(Dataset records)

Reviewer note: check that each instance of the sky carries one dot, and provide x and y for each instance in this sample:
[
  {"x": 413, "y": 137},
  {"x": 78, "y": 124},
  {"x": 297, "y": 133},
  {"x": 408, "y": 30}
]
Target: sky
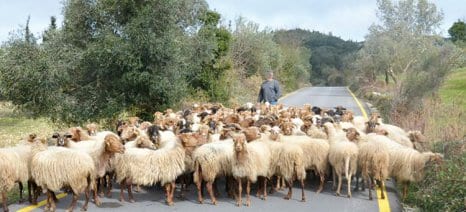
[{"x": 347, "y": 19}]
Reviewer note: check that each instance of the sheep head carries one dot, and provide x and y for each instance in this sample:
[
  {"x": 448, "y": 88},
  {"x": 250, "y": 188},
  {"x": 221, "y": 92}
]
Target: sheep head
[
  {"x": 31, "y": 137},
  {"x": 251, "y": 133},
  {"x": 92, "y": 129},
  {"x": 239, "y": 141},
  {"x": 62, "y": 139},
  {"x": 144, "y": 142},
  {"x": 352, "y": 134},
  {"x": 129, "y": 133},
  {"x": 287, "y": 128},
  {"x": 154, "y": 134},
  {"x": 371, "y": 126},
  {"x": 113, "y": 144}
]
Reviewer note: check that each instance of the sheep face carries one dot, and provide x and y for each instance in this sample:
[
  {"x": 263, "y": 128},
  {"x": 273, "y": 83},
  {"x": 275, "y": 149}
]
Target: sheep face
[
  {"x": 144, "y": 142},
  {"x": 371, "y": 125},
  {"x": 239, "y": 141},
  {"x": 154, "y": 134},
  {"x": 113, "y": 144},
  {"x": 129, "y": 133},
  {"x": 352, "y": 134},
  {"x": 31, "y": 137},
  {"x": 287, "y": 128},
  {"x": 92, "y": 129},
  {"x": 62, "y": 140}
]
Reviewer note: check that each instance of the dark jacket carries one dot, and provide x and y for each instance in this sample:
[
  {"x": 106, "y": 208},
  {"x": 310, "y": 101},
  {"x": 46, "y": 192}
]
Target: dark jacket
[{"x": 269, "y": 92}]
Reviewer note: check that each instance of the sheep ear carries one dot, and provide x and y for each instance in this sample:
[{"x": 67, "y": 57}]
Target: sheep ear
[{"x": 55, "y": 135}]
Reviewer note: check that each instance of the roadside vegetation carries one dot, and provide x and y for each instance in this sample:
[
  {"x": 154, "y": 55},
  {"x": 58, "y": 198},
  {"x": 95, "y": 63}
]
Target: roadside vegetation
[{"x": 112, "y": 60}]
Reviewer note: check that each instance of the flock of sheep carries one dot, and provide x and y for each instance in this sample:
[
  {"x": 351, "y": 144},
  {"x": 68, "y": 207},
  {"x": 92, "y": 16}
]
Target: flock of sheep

(End Dataset records)
(Dataset records)

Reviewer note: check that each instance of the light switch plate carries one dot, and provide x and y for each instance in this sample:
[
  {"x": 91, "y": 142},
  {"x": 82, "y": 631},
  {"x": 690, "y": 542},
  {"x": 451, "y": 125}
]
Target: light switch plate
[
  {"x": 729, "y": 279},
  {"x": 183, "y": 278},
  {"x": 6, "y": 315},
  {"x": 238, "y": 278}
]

(End Dataset records)

- **Work required**
Among the lines of the entries above, count those containing the string "flock". Write the number alone.

- **Answer to this exercise**
2